*Records shown*:

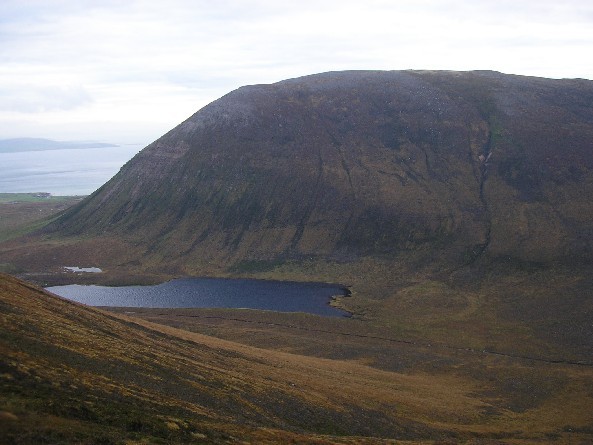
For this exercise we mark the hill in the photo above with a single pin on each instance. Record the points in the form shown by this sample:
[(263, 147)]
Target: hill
[(73, 374), (351, 164), (456, 206)]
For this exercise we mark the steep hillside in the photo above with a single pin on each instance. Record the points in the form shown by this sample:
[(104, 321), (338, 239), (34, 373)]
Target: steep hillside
[(345, 165)]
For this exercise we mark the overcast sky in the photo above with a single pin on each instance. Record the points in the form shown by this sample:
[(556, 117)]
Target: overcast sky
[(128, 71)]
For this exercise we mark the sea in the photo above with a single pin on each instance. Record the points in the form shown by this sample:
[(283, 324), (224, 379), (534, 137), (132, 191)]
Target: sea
[(64, 172)]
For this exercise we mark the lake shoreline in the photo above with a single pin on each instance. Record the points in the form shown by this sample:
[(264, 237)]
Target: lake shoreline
[(213, 292)]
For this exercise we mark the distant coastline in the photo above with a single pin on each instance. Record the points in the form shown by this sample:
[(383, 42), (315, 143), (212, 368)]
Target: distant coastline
[(17, 145)]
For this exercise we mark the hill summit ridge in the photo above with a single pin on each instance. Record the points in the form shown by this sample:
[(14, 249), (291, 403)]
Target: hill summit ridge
[(349, 164)]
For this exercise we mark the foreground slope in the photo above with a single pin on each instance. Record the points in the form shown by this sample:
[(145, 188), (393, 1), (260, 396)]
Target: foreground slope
[(73, 374)]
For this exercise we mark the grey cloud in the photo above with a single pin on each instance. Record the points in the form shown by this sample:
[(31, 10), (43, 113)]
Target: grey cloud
[(36, 99)]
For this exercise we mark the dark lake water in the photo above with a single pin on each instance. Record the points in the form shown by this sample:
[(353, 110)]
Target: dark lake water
[(279, 296)]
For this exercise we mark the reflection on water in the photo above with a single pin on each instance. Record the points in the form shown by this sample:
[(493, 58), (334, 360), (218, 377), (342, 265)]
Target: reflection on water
[(279, 296)]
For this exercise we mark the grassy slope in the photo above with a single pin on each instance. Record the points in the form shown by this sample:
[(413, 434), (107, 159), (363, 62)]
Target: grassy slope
[(76, 374), (23, 212)]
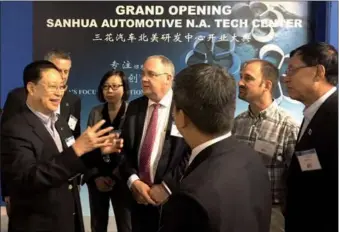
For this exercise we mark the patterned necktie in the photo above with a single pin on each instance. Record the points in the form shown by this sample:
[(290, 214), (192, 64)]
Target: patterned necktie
[(147, 146)]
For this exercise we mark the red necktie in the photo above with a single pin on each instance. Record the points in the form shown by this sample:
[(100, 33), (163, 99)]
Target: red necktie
[(147, 147)]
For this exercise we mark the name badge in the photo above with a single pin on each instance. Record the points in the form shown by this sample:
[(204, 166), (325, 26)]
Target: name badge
[(308, 160), (69, 141), (72, 122), (264, 147), (175, 131)]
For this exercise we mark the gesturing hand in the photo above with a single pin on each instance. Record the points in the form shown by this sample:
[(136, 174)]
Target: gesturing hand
[(93, 138), (117, 144)]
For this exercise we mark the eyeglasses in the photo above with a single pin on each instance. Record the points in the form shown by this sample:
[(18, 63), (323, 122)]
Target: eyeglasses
[(55, 88), (151, 74), (113, 87)]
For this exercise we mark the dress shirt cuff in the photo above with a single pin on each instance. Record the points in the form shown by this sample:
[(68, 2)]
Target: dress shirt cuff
[(166, 187), (131, 179)]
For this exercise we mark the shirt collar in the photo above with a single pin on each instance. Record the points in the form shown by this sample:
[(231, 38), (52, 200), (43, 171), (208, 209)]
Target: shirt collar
[(310, 111), (45, 118), (204, 145), (269, 111), (166, 101)]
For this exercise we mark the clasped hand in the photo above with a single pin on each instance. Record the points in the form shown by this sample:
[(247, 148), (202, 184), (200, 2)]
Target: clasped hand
[(144, 194), (94, 137)]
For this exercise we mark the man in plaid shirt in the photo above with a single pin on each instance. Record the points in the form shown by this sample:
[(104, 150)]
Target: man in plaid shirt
[(267, 128)]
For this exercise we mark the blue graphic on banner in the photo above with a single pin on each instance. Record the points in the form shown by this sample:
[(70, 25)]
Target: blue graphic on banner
[(113, 35)]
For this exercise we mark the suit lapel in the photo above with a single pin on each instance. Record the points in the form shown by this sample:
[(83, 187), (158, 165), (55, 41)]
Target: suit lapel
[(140, 121), (65, 107)]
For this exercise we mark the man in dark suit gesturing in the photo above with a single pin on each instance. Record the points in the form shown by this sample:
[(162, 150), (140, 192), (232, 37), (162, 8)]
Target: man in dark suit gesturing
[(312, 182), (69, 108), (225, 186), (152, 147), (40, 157)]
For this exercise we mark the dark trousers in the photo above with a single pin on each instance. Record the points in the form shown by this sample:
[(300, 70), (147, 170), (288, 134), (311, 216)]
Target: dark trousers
[(120, 197), (145, 218)]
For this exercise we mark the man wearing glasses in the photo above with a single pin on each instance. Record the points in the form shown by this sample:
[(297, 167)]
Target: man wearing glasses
[(69, 108), (153, 148), (41, 157), (267, 128), (312, 182)]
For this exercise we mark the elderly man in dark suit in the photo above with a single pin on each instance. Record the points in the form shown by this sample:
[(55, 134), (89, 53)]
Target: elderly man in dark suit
[(155, 155), (69, 108), (40, 157), (225, 186), (312, 182)]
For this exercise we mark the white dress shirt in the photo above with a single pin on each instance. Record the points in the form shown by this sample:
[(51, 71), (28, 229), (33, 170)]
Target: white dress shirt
[(163, 116), (310, 111), (204, 145)]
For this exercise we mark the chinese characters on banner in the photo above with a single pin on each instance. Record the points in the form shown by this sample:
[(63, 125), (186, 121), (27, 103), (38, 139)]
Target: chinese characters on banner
[(167, 38)]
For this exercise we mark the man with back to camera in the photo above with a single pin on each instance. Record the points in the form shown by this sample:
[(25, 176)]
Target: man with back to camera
[(312, 182), (155, 155), (267, 128), (225, 186), (40, 155), (69, 108)]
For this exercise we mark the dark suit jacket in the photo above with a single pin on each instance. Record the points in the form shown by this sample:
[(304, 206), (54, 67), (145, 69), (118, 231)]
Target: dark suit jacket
[(41, 198), (312, 196), (102, 168), (16, 102), (225, 188), (175, 151)]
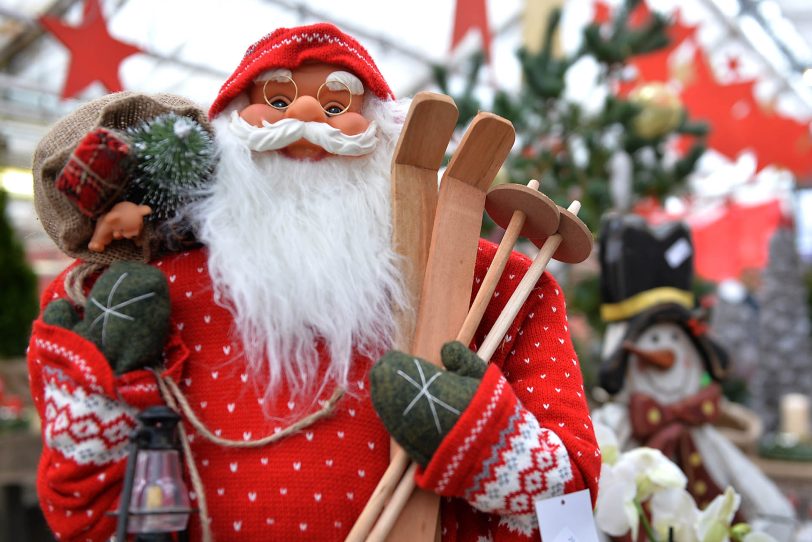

*Direction*: Count the lines in the records above that contain the string "cloud", matching case exactly, and give only the number.

*The answer*: 2